#### Activity 1
Answer these questions about the drug retailers' June figures article:
(a) By what percentage did Walgreens' sales rise for the month?
(b) How much of the growth in prescriptions filled in comparable stores came from more patients filling 90-day prescriptions?
(c) By how much were Walgreens' front-end comps down?
#### Activity 2
Carry the drug retailers' June figures article forward from its final sentence.

#### Given passage
::::::::

Skip to main content

Drug retailers post June figures

7/2/2009

NEW YORK Drug store chains Walgreens and Rite Aid each reported June earnings Thursday.

For Walgreens, a combination of more 90-day prescription customers and a shift that added an extra weekday to the June 2009 calendar, helped drive sales up 9 percent for the month, with pharmacy leading the way.

According to the company, the total number of prescriptions filled in comparable stores grew 7.5 percent, including a 1.5 percent increase attributable to more patients filling 90-day prescriptions. Meanwhile, as patients generally fill more prescriptions on weekdays than weekends, the addition of the extra weekday this June, accounted for a 2.2-percentage-point increase in the total number of scripts filled in comparable stores.

The extra scripts helped drive Walgreens’ pharmacy same-stores sales comps up 5.8 percent for the month, this despite being negatively impacted by generic substitutions to the tune of some 4.4 percent for the month.

The calendar shift also helped drive stronger overall comps, with same-store sales up 3.4 percent overall despite a softer seasonal business versus June 2008, which helped keep front-end comps in the negative, down 0.9 percent.

::::::::

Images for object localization
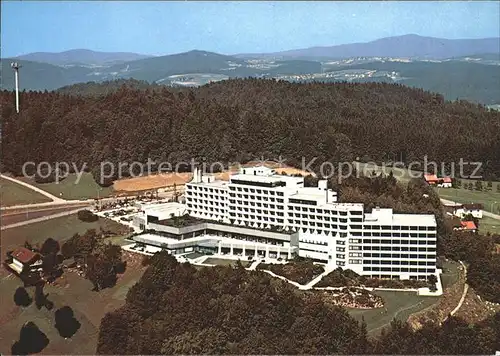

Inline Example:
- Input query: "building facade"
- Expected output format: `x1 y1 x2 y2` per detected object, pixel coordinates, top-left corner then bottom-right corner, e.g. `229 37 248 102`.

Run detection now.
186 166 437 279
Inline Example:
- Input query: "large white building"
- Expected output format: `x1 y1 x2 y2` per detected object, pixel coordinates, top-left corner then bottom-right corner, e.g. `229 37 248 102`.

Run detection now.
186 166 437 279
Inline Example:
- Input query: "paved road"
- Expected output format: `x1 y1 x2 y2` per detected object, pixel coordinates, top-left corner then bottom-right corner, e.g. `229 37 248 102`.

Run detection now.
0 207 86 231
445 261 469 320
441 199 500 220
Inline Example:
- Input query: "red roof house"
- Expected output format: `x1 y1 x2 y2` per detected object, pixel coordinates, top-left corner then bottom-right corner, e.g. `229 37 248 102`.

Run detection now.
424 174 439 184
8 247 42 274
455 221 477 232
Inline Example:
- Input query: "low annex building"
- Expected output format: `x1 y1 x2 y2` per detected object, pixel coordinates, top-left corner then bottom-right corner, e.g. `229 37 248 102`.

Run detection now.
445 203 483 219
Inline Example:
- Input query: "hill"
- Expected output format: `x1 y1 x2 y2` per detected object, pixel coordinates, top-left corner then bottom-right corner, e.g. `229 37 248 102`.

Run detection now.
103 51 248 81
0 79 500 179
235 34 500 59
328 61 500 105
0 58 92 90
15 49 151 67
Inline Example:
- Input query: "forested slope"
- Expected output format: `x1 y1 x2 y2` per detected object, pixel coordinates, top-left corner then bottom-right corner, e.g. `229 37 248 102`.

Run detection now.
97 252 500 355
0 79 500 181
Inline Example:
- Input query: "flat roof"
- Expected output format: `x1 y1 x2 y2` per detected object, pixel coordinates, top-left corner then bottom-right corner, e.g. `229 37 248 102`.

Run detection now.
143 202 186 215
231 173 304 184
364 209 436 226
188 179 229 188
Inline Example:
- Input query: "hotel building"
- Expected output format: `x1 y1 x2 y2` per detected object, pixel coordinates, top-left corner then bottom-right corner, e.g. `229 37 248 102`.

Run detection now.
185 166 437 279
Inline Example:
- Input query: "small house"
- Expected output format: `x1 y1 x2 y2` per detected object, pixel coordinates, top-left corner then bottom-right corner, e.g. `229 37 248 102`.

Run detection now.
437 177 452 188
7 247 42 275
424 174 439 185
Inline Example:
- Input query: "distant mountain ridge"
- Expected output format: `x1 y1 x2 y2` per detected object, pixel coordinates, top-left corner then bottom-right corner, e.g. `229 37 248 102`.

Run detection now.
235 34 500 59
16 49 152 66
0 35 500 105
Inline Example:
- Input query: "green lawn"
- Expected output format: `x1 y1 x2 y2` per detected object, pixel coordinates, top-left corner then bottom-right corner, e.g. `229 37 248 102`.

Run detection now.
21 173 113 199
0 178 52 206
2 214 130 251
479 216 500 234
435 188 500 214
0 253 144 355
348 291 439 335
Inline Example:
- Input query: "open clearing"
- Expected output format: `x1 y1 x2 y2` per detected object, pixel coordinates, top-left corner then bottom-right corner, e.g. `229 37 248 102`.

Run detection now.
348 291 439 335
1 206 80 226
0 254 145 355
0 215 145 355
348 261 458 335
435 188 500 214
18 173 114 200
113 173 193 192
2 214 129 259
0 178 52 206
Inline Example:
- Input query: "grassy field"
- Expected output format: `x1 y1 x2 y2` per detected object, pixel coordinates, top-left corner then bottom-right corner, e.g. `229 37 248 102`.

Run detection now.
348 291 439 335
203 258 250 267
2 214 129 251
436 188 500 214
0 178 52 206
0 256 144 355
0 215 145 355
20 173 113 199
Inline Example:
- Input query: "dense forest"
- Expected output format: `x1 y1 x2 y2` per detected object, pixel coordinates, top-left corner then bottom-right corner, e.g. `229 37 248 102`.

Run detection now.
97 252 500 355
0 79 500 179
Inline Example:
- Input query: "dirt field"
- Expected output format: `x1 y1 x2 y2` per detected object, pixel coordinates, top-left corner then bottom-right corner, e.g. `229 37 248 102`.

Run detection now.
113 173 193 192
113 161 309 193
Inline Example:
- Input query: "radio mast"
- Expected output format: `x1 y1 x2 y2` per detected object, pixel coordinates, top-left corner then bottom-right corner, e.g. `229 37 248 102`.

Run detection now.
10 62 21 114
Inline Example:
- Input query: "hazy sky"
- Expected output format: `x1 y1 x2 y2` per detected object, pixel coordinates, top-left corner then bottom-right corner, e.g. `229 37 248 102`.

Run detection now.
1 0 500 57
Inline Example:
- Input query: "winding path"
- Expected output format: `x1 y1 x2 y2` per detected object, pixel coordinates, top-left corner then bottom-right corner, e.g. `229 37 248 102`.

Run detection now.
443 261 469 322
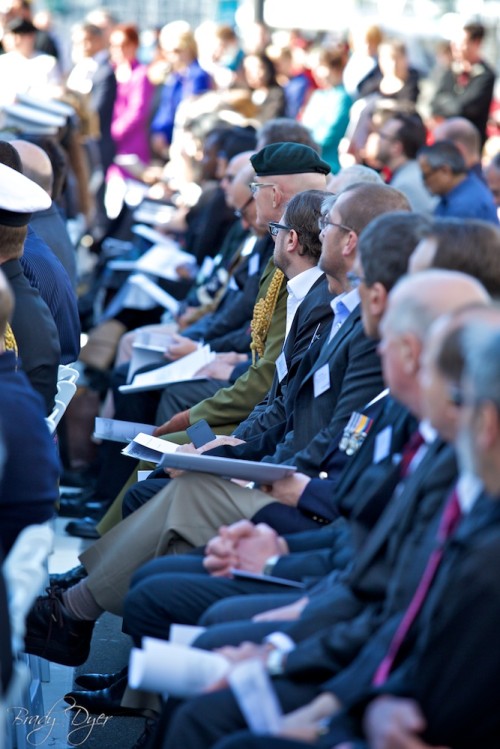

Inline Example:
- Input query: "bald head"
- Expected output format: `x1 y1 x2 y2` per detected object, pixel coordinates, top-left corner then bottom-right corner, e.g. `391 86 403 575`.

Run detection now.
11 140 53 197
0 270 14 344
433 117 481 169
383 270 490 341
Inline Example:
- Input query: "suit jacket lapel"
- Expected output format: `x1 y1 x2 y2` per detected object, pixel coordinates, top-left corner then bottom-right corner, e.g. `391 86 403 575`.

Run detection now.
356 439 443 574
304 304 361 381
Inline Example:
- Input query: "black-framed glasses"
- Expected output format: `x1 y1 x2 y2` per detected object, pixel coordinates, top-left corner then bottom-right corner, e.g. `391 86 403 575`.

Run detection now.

::::::::

#### Written reply 1
(a) 9 percent
(b) 1.5 percent
(c) 0.9 percent

#### Written reply 2
In all, Walgreens generated total sales of more than $5.24 billion for the month of June versus $4.8 billion during the comparable year-ago period.

So far, for the year-to-date Walgreens’ sales fiscal 2009 sales are tracking at nearly $52.87 billion for the first 10 months of its fiscal year 2009, up 7.4 percent from $49.24 billion a year ago.

Meanwhile, fellow drug chain Rite Aid reported same-store sales down 0.6 percent for the month, as a 1.4 percent increase in pharmacy comps was not enough to offset a 4.5-percent drop in front-end comps, for the four weeks ended June 27. And for Rite Aid, the hit from generics proved a bit sharper, shaving 484 basis points from its pharmacy comp numbers, the company stated.

Excluding the impact from the Brooks-Eckerd stores it acquired, same-store sales in core Rite Aid stores would have been flat during the month of June, with front-end comps down 4.4 percent and pharmacy comps up 2.6 percent. Same-store sales at the acquired Brooks Eckerd stores declined 1.8 percent in June, with front-end comps down 5 percent and pharmacy comps down 0.7 percent.

In all, Rite Aid’s total sales decreased 2.5 percent during the month, to $1.97 billion versus $2.02 billion for the same period a year ago. Year-to-date, Rite Aid’s total sales through the first 17 weeks of the company’s fiscal 2010 are down 1.5 percent to $8.48 versus $8.61 the same time a year ago. To date, same-store sales are tracking up 0.3 percent for the year, with a 1.6-percent lift in pharmacy comps feeding a 2.3-percent decrease at the front-end of the store.